WHAT TO DO. Among the entries that follow, find the lines containing the string "white" and copy them.

RECORDS FOR PROCESSING.

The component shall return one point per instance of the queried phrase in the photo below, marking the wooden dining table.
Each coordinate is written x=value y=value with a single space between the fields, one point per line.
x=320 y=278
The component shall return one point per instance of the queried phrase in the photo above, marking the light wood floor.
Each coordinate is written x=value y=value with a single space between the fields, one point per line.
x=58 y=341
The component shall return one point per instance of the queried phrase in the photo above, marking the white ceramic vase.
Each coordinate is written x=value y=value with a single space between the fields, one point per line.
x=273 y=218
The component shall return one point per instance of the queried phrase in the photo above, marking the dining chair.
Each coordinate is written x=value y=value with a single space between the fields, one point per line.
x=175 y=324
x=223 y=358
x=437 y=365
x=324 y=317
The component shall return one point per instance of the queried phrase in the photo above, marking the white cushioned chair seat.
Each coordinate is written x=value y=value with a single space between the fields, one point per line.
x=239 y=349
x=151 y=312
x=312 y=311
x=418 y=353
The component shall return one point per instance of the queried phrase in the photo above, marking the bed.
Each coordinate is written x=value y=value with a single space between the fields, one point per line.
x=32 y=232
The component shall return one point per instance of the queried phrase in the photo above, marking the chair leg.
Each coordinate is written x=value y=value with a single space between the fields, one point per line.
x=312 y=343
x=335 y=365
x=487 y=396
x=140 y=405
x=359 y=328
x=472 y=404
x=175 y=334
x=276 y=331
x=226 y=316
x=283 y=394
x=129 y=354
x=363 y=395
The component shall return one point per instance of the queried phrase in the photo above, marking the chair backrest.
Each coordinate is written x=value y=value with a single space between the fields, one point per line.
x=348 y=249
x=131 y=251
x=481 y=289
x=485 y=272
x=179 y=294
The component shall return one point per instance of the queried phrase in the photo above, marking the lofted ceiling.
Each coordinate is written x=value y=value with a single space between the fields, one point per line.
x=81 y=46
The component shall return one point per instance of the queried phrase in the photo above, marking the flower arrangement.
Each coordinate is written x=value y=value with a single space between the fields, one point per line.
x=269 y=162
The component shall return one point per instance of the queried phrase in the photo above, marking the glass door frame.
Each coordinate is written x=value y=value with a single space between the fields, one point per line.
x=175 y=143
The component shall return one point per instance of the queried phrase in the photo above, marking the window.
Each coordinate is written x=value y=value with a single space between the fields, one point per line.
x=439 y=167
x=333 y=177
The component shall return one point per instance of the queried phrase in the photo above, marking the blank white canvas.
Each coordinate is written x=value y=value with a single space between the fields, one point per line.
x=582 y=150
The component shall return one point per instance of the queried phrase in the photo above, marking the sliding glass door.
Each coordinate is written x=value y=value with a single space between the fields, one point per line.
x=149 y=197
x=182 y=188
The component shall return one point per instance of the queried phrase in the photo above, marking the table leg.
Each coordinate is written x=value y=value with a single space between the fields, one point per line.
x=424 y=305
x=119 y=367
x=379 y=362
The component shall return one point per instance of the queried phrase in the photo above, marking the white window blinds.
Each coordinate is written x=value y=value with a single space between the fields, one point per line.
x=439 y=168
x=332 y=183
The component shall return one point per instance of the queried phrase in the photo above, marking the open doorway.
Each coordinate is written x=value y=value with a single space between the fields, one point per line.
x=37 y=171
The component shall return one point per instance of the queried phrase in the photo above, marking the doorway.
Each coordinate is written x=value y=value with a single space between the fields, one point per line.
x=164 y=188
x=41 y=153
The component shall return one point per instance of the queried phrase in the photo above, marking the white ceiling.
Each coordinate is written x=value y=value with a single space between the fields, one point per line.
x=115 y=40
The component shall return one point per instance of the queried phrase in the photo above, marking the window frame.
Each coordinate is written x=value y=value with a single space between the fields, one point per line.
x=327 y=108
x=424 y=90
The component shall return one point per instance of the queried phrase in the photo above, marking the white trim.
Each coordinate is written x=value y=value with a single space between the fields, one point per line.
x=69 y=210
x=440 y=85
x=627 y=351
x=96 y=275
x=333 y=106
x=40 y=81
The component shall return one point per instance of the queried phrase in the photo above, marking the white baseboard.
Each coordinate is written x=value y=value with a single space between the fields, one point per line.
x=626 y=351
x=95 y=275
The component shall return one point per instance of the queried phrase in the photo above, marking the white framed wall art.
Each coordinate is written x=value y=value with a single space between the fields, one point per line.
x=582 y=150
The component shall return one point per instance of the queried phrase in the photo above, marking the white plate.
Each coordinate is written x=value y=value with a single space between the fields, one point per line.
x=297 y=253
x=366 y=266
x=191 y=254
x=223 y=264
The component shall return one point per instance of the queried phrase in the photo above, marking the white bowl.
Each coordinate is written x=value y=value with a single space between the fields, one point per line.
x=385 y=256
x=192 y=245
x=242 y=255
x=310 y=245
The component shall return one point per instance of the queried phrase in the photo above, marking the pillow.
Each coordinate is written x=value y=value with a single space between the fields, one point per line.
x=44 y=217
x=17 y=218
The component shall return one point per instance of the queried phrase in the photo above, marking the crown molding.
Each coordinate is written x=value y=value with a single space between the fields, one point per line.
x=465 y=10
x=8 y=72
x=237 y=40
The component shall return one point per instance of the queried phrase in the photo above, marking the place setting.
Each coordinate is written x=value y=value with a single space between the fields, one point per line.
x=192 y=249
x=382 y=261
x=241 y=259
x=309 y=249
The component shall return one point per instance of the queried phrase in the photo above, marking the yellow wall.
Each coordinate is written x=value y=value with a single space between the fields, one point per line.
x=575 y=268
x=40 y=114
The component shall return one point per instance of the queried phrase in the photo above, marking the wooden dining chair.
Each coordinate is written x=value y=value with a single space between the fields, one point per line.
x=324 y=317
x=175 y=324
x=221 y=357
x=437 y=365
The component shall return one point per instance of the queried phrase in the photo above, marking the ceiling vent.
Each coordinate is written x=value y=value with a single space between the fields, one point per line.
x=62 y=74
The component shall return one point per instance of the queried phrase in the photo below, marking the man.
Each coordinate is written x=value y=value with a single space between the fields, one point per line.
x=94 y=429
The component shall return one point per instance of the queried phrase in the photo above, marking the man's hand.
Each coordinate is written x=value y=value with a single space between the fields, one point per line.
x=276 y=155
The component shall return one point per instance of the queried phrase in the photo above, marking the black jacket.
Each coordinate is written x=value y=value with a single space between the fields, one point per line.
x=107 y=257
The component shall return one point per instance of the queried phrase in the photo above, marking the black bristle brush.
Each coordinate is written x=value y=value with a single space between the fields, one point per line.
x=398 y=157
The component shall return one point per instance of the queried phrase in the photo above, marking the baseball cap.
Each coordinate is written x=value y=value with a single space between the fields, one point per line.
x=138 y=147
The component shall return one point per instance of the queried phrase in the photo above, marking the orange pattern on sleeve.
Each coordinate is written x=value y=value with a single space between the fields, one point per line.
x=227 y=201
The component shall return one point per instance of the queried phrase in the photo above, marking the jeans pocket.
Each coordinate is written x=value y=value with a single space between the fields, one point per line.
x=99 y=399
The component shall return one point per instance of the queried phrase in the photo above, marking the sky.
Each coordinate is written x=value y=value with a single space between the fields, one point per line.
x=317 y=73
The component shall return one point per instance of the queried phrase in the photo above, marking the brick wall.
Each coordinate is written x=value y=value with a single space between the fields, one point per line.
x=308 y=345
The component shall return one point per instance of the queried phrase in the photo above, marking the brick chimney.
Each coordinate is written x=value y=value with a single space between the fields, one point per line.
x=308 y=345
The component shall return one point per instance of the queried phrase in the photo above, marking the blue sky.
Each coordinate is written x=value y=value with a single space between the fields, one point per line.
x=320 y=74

PROBLEM SOLUTION.
The component shall return one point per instance of the queried phrase in the photo above, marking the white ceramic vase.
The component shall return one point per instance of the queried phrase in the photo above, marking the white cushioned chair seat.
The component shall return one point per instance of the queried phrase in the photo above, marking the blank white canvas.
The component shall return one point per instance of the queried phrase in the photo above, marking the white window blinds.
The component shall return one point per instance of the queried phrase in the photo above, marking the white ceiling.
The component shall return one point per instance of the queried phrase in the photo above, marking the white trim.
The component shall return one point per instance of the queried phrase in the photo above, marking the white baseboard.
The component shall return one point per instance of the queried phrase in the photo above, marking the white framed wall art.
The component shall return one point per instance of the queried phrase in the photo above, marking the white plate.
The component shall return one point per instance of the queried phrase in the photo above, marking the white bowl.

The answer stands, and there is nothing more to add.